DATA EXCERPTS -
____________
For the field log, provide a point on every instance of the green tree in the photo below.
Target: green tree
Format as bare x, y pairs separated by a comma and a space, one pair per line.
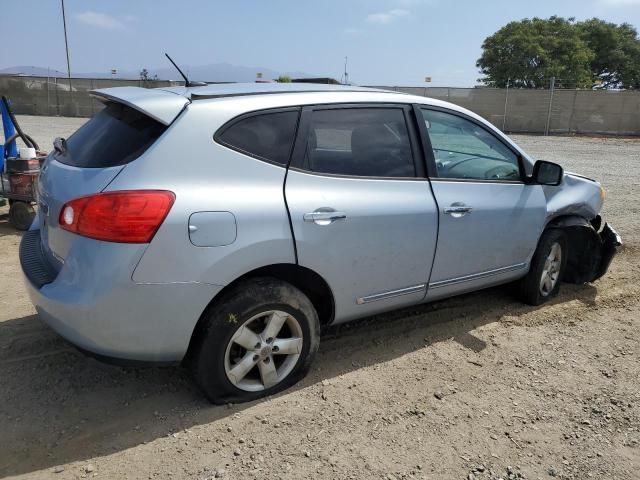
616, 53
529, 52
____________
EXERCISE DIRECTIONS - Which lines of the listing contain the word "green"? Copy each of them.

THE COMPLETED TASK -
For the field log, provide a point on every instance of the green tree in the photo below.
Target: green tree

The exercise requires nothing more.